> Stated problem:
Pick out every line of the rows below that contains the string "window", treating uppercase and lowercase as different, and copy each of those lines.

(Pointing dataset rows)
^^^^^^^^^^^^^^^^

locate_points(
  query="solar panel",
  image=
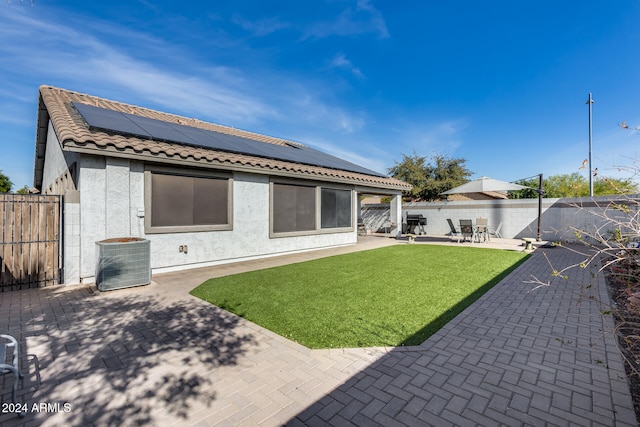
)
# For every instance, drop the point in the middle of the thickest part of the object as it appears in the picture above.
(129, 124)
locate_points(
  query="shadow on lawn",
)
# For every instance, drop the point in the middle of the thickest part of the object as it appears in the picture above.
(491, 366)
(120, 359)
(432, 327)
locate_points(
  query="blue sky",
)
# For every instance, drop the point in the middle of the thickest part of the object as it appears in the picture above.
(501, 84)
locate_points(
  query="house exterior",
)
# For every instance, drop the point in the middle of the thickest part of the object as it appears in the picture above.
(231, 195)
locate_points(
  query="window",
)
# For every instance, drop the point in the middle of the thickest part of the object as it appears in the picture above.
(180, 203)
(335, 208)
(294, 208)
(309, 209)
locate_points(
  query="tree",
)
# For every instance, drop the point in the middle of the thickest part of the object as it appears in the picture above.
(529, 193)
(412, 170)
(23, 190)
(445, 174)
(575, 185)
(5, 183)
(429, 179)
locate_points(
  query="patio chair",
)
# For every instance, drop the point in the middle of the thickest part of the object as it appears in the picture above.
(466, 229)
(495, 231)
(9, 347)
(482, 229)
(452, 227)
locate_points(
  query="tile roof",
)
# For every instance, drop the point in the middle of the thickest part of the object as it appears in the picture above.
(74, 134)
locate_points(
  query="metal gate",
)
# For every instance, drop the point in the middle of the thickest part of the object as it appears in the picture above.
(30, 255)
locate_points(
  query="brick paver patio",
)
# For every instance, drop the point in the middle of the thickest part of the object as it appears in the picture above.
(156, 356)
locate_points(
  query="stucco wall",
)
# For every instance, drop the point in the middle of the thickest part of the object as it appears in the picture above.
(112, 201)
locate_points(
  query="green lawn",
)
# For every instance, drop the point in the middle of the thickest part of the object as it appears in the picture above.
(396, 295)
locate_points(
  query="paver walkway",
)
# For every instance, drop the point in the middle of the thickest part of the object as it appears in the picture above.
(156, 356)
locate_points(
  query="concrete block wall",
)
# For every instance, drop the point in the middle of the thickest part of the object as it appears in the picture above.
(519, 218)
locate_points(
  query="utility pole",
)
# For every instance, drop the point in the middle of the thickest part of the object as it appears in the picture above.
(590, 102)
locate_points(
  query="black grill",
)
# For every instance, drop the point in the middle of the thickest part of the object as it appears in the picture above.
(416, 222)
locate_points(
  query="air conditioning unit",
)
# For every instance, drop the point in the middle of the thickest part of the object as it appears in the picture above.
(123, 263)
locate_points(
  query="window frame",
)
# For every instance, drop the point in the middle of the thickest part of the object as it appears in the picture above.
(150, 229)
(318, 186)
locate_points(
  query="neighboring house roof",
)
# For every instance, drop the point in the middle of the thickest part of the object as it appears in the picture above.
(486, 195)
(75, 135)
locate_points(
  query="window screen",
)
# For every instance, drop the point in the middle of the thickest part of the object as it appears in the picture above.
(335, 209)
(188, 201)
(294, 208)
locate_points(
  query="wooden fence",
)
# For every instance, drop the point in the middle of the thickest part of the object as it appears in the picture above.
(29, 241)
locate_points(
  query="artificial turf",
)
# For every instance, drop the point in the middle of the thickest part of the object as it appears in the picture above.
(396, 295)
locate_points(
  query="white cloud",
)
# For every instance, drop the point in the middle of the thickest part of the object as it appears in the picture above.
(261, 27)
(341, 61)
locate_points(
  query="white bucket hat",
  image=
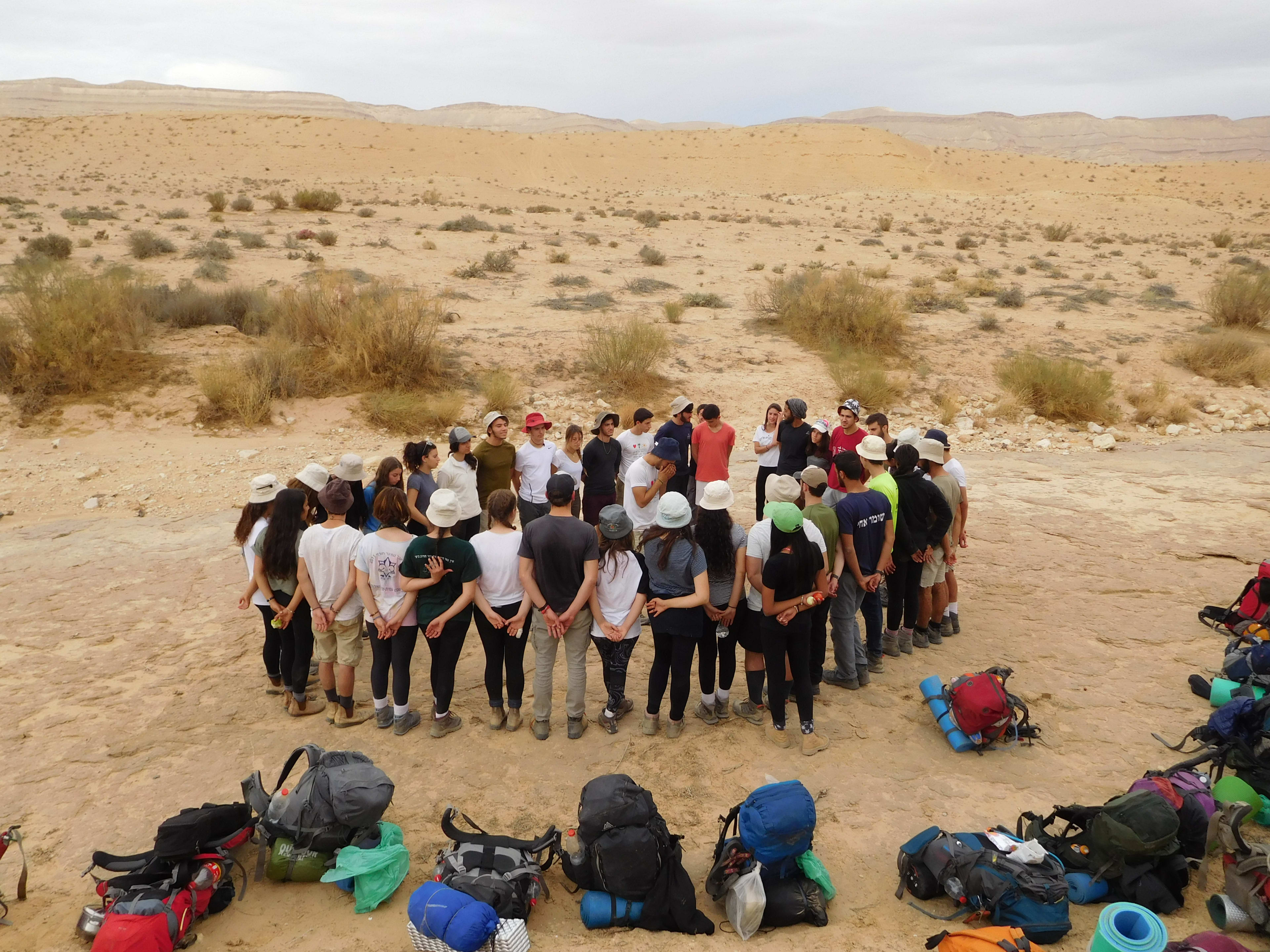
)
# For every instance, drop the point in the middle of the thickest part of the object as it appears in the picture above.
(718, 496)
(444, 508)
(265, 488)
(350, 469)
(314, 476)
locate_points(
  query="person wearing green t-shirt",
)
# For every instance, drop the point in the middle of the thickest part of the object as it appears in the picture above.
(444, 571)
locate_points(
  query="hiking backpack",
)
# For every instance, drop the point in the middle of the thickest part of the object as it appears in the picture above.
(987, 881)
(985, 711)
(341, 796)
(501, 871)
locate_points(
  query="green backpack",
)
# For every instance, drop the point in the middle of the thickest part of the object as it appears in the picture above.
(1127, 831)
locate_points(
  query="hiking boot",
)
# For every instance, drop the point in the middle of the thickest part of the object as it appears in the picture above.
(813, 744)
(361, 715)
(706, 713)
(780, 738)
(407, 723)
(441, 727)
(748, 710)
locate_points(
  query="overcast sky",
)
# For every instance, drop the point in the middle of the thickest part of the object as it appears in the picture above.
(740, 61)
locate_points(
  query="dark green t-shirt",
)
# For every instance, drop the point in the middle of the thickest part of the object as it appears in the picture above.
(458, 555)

^^^^^^^^^^^^^^^^

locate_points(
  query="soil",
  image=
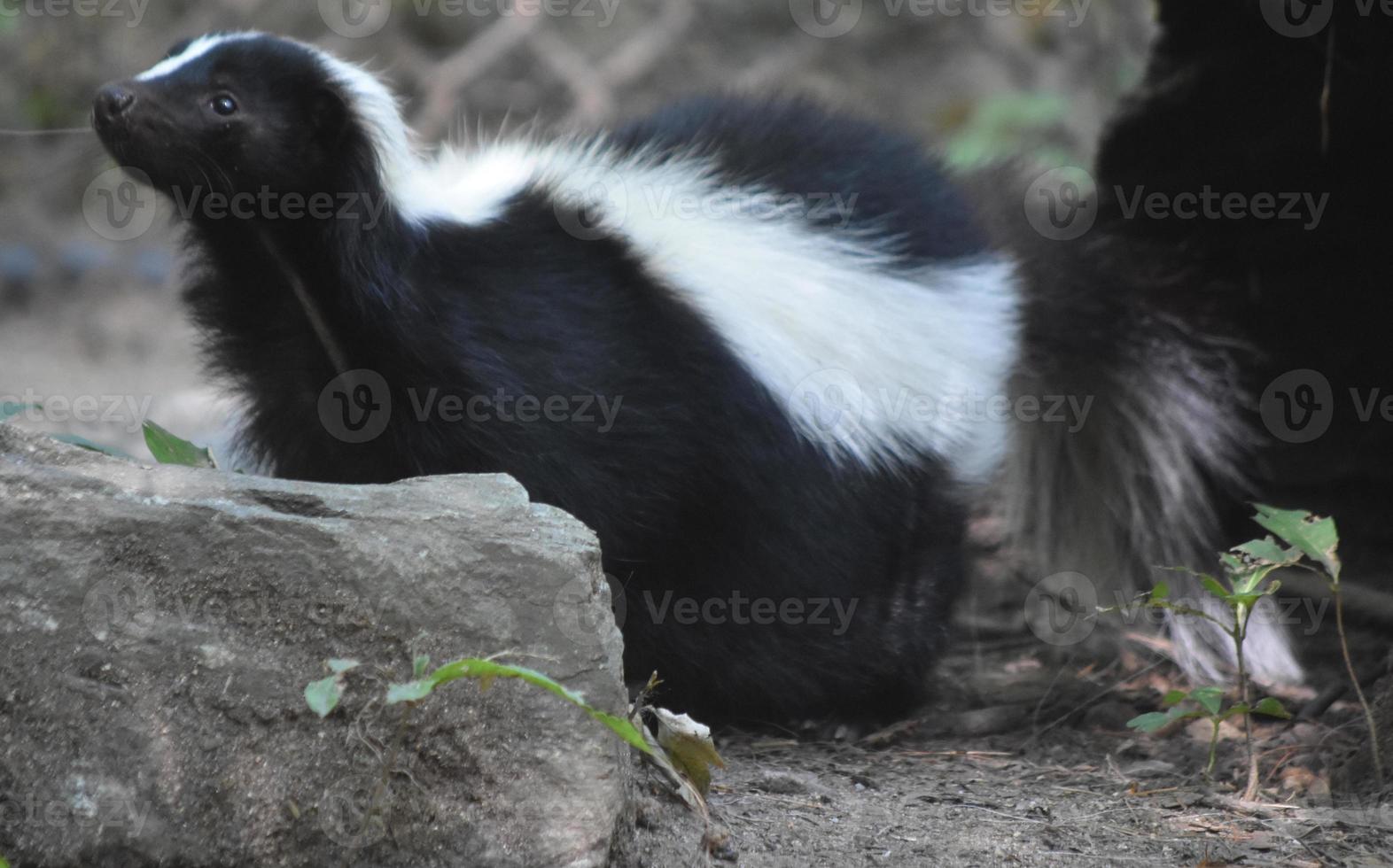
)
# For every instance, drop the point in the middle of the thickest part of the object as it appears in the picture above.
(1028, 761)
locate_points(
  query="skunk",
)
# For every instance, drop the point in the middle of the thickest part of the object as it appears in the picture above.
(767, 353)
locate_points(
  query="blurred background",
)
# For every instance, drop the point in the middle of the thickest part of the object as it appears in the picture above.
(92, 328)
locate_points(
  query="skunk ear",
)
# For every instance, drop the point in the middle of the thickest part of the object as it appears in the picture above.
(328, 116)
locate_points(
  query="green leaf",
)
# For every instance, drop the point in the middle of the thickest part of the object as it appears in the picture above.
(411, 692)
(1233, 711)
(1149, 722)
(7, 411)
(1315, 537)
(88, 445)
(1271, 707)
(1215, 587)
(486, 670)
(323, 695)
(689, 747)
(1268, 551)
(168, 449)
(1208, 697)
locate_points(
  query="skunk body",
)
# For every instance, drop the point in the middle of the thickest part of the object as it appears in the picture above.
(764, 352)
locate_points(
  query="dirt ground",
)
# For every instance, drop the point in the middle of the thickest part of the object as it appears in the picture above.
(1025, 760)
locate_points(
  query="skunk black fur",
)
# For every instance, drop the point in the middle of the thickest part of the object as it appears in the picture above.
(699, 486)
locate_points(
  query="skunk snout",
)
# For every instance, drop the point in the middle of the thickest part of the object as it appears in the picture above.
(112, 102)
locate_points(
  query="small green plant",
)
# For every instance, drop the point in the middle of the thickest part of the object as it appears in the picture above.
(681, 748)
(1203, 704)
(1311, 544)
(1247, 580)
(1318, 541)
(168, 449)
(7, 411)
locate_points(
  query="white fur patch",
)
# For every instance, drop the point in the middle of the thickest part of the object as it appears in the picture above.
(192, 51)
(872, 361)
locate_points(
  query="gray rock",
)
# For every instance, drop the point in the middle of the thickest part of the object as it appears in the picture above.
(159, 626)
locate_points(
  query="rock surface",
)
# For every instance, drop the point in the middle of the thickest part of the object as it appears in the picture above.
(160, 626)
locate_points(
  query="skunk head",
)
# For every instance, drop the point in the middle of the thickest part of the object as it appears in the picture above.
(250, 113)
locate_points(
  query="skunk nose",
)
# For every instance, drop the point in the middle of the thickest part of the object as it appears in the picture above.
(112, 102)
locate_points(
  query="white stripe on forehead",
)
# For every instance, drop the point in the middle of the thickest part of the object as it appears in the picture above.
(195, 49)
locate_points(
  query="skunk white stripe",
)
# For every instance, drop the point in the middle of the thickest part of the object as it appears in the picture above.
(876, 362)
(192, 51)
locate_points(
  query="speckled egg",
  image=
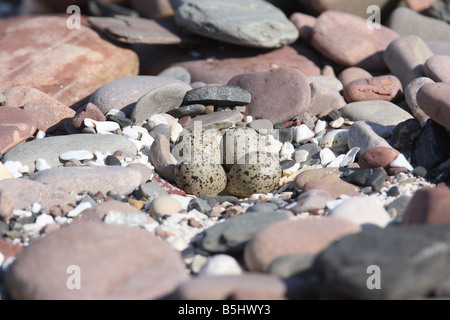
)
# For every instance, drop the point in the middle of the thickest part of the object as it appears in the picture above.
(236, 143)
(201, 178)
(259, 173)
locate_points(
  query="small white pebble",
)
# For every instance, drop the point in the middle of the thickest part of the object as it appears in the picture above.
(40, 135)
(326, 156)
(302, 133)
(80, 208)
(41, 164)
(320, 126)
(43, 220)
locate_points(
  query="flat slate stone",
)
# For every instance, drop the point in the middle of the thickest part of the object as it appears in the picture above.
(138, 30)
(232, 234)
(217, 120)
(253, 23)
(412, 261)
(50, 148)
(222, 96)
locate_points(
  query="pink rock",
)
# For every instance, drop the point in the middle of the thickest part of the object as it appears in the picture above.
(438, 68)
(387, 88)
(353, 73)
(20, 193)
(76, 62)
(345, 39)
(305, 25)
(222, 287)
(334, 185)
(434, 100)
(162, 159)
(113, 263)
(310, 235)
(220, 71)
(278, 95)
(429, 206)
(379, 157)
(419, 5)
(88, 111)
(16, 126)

^^^^^^^^^^^^^^^^

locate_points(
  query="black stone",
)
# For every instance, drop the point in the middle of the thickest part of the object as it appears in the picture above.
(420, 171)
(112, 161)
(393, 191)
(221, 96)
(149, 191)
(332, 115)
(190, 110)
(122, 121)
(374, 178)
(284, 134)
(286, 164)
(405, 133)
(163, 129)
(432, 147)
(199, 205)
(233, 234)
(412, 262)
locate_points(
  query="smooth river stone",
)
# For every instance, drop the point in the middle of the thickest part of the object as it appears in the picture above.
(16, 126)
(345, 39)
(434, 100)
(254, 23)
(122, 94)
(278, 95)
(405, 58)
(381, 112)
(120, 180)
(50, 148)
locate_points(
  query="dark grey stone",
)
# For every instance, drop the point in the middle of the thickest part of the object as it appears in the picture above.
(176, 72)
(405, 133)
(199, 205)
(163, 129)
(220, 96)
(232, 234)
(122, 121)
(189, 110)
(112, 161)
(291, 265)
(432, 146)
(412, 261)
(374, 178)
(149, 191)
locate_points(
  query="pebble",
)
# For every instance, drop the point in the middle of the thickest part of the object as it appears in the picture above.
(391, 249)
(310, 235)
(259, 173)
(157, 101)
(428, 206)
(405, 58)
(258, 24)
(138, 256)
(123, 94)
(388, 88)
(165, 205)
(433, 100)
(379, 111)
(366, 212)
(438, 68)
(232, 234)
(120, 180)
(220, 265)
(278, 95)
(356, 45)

^^^^^^^^^^^^^^^^

> Written solution:
  query="window",
  query="window frame",
  query="window screen",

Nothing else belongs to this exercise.